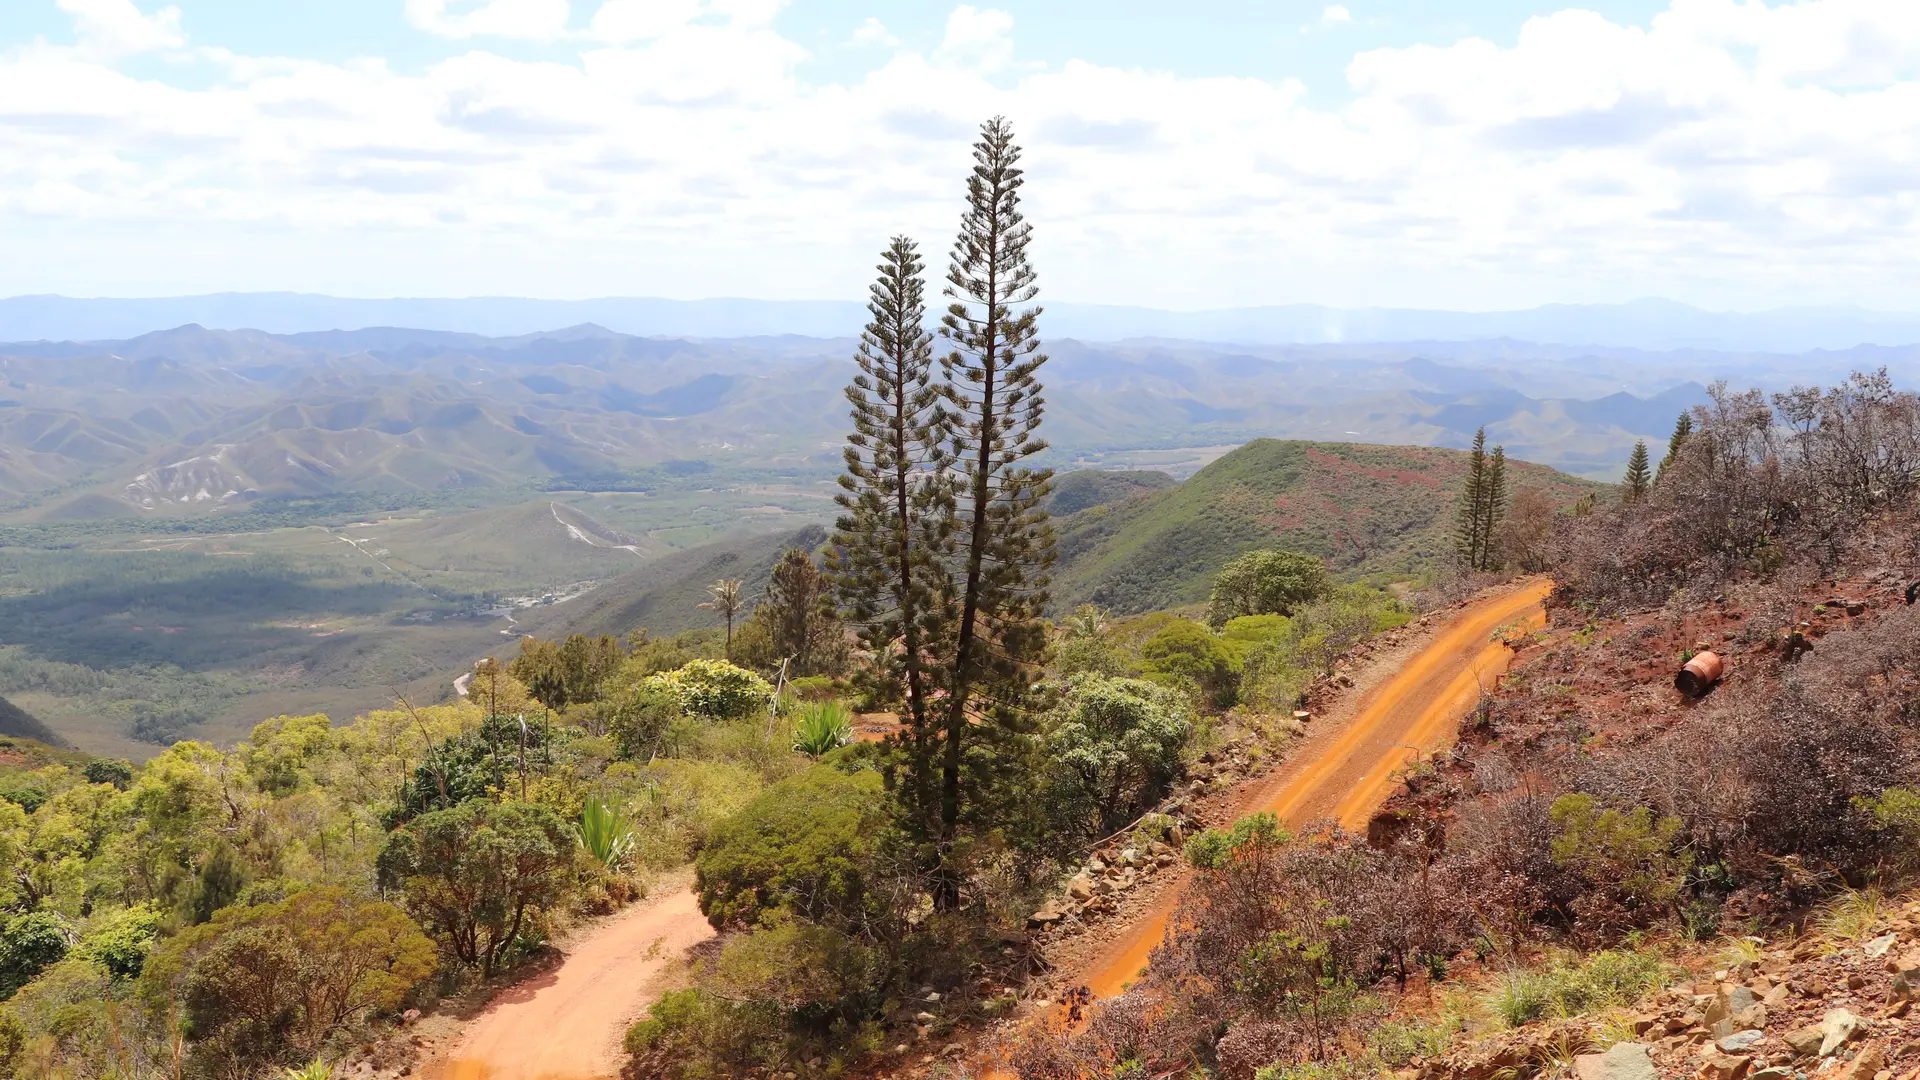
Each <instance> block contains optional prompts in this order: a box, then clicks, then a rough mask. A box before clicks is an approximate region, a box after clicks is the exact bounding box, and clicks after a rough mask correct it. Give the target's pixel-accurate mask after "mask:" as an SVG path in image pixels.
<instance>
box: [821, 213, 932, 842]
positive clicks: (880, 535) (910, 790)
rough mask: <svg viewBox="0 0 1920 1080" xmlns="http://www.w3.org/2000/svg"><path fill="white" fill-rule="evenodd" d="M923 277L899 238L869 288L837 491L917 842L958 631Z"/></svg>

- Task description: Note how many lines above hold "clicks" and give that figure alone.

- Result: 2